Startups Spend with Abandon, Flush with Capital - gdilla
http://online.wsj.com/articles/startups-spend-with-abandon-flush-with-capital-1412549853
======
ChuckMcM
I've said it before, and I'll say it again, it is impossible to tell how
someone will react so a sudden change in their financial status, prior to that
change happening. The interesting thing I learned in the dot com era though
was that when people conflated their _actual_ net worth with their _paper_ net
worth, it really screwed them up.

It works like this, you own 10% of the equity in a company that raises a round
of funds which price that company at $1B. You are worth $100M right? Wrong.

## Dataset extract
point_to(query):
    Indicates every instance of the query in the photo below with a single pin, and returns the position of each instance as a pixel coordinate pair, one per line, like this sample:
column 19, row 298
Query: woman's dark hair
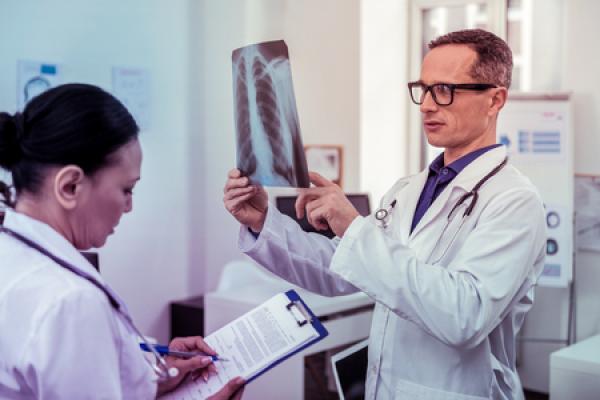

## Required tasks
1/ Restate the comment on paper net worth, starting at "It works like" and ending at "worth $100M right? Wrong.", and swap "equity" for "stock".
2/ Carry on the forum comment about startup wealth from its last sentence onward.

## Responses in order
1/
It works like this, you own 10% of the stock in a company that raises a round
of funds which price that company at $1B. You are worth $100M right? Wrong.

2/
Your wealth hasn't changed until you convert that equity into cash and them
something unrelated to the company. Further you probably can't sell it (the
board won't let you). What I have watched happen though is that people _think_
of themselves as being "worth" $100M and start spending like they have that
sort of money in a checking account somewhere. And lots of people are more
than willing to help them spend! And then things don't go quite as planned,
the market changes, a competitor gets bought, the S-1 gets pulled at the last
minute, what ever, and the company is sold at a firesale for not even the
liquidation preference of the preferred shares. And our poor founder is living
the $100M lifestyle with nothing in the bank. What follows is predictable,
depression, bankruptcy, divorce, in some cases suicide.

It was, for me, the worst part of the dot com explosion. Watching people I
knew and respected self destruct.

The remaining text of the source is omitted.